_Text excerpt_
::::::::

Child and adolescent mental health services, and other specialist services for children with emotional and behavioural difficulties, often want to assess how much they help the young people they see. A simple approach is to administer the SDQ at the time of first assessment and then repeat it after a fixed interval, say 6 months. It is then easy to calculate the change in SDQ score. Unfortunately, this simple approach does not establish how much of the change is due to the specialist intervention - high SDQ scores typically improve with time even when children receive no assessment or intervention, partly as a result of regression to the mean (an effect of measurement error) and partly as a result of spontaneous improvement. Using data from longitudinal community surveys of young people whose psychiatric disorders have not been treated in specialist settings, youthinmind have devised a measure of added value for use by specialist services.

::::::::

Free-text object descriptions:
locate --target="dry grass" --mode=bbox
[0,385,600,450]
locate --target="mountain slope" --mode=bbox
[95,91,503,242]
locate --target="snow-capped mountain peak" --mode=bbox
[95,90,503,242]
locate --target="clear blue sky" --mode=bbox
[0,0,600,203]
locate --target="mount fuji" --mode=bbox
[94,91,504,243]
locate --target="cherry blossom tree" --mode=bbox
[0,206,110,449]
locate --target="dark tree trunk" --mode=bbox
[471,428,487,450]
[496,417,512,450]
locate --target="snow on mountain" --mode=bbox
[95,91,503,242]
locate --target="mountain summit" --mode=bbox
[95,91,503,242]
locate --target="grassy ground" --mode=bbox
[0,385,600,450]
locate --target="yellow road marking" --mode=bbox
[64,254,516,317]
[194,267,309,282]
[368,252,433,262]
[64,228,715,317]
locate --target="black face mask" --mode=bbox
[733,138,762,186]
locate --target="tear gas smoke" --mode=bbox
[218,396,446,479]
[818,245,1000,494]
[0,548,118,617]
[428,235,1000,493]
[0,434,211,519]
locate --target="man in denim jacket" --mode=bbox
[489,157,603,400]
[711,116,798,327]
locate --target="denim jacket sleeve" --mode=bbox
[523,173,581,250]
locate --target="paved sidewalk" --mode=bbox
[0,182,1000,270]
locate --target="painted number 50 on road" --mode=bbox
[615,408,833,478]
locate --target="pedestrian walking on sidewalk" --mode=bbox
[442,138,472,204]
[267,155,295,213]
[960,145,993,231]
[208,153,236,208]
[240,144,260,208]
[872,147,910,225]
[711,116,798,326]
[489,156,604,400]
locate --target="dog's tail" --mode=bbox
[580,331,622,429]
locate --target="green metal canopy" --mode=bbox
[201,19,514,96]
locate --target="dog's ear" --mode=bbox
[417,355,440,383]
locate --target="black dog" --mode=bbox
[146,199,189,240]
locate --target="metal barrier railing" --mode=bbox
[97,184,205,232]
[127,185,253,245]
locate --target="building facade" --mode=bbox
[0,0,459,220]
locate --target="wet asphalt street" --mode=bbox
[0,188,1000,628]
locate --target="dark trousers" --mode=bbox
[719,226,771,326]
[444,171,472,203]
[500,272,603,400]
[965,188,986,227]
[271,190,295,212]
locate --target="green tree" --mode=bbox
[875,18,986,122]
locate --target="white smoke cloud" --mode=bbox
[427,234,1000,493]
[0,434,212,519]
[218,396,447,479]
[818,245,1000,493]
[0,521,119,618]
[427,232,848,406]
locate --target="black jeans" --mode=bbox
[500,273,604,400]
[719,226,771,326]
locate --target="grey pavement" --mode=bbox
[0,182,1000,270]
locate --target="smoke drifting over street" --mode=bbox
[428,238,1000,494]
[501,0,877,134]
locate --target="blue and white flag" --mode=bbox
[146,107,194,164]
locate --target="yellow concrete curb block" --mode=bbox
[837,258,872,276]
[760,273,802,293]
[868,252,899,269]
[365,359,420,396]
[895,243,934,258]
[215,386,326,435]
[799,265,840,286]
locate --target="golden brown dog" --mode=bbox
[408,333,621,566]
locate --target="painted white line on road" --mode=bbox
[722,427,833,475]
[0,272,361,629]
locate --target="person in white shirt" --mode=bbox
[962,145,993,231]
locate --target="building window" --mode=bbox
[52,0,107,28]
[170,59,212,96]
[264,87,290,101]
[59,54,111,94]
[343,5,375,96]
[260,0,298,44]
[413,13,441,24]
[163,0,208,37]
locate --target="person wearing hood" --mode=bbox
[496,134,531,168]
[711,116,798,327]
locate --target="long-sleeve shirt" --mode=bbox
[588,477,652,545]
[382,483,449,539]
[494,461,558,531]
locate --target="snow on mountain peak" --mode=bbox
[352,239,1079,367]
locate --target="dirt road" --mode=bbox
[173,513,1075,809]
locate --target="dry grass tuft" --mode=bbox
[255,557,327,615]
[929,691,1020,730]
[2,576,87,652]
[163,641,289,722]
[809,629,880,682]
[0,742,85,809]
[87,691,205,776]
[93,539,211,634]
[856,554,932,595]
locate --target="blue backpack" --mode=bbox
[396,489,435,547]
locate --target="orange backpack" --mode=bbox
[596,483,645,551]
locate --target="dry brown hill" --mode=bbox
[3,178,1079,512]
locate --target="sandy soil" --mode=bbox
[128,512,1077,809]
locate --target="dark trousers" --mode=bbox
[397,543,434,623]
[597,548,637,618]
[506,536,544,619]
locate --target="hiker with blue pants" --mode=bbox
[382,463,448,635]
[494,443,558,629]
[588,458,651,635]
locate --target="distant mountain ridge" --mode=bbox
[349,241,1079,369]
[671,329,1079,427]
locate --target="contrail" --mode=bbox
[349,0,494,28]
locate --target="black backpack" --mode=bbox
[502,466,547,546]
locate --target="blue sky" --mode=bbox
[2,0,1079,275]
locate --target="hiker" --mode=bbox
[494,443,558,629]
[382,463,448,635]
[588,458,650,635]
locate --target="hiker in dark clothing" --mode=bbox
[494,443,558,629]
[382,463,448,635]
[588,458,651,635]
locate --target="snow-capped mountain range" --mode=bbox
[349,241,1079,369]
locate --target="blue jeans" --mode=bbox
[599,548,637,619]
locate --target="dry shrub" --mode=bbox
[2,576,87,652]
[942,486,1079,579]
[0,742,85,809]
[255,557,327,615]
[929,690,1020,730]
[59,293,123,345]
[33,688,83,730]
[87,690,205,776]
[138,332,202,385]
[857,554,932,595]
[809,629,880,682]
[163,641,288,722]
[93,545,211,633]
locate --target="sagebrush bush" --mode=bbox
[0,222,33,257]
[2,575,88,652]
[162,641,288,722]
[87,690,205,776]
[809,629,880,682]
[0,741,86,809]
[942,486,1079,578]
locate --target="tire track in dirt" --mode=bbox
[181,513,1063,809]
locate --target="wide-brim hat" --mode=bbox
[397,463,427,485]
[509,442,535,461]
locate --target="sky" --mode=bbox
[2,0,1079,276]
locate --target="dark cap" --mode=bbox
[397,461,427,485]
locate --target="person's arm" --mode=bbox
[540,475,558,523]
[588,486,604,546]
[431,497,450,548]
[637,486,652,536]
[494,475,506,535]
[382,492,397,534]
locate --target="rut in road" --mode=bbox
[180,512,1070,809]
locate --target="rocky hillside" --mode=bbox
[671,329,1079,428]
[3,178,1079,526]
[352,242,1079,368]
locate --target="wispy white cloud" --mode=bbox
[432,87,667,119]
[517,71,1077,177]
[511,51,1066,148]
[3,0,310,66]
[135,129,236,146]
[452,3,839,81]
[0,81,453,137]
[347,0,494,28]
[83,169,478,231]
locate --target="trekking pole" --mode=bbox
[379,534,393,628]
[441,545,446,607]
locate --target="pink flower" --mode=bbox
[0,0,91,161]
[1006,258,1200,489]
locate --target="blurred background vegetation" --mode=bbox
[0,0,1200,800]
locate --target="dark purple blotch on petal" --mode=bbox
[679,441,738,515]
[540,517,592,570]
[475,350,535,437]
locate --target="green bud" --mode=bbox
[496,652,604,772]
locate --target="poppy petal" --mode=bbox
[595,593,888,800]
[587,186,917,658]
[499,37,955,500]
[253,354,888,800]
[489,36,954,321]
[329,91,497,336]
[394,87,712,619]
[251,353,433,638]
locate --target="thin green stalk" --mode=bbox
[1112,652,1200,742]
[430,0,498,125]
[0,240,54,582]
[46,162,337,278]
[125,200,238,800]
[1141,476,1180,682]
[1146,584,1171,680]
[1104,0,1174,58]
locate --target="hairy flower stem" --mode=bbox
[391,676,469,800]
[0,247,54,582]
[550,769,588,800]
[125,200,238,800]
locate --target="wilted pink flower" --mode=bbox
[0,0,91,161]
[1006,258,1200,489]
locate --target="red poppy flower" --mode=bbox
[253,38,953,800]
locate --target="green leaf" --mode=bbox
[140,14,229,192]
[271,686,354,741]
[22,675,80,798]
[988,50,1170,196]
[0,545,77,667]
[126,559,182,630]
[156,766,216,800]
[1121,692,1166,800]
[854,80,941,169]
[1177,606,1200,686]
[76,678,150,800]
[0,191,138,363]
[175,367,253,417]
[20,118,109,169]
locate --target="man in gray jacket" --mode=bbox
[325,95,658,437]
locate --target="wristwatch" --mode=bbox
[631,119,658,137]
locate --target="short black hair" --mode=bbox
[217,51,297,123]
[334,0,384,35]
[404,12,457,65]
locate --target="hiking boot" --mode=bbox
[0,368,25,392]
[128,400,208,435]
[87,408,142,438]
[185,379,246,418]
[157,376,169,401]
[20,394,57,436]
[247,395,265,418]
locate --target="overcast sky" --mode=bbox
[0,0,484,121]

::::::::

_Tasks to complete_
**1.** According to the passage on evaluating specialist child mental health services, why do high SDQ scores typically improve with time even without assessment or intervention?
**2.** Continue the passage on measuring the added value of specialist child mental health services from the point at which it ends.

_Outputs in order_
**1.** The improvement is partly due to regression to the mean, an effect of measurement error, and partly due to spontaneous improvement.

**2.**
The youthinmind formula allows you to calculate the added value of specialist intervention for young people who have been assessed with parent-completed SDQs at the time of initial assessment and again 6 months later. The formula is:
Value added = 2.3 + 0.8*T1Total + 0.2*T1Impact - 0.3*T1Emotion - T2Total
where:
Variable name | Score | SDQ version | Time of completion |
T1Total | Total difficulties score | Standard parent version | Initial assessment |
T1Impact | Total impact score | Standard parent version | Initial assessment |
T1Emotional | Emotional symptoms score | Standard parent version | Initial assessment |
T2Total | Total difficulties score | Follow-up parent version | 6 months after initial assessment |
Positive scores represent more improvement than was predicted on the basis of the initial scores. Conversely, negative scores represent less improvement than was predicted, or even deterioration. The value added score is in SDQ points, e.g. a value added score of 3 means that the actual total difficulties score at follow up was 3 points lower (i.e. better) than predicted.
It is possible to turn value added scores into standardised effect sizes by dividing by the standard deviation, which is 5. For example, if the average added value for a particular clinic is 3 points, the average effect size of that clinic is 0.6 (3 divided by 5).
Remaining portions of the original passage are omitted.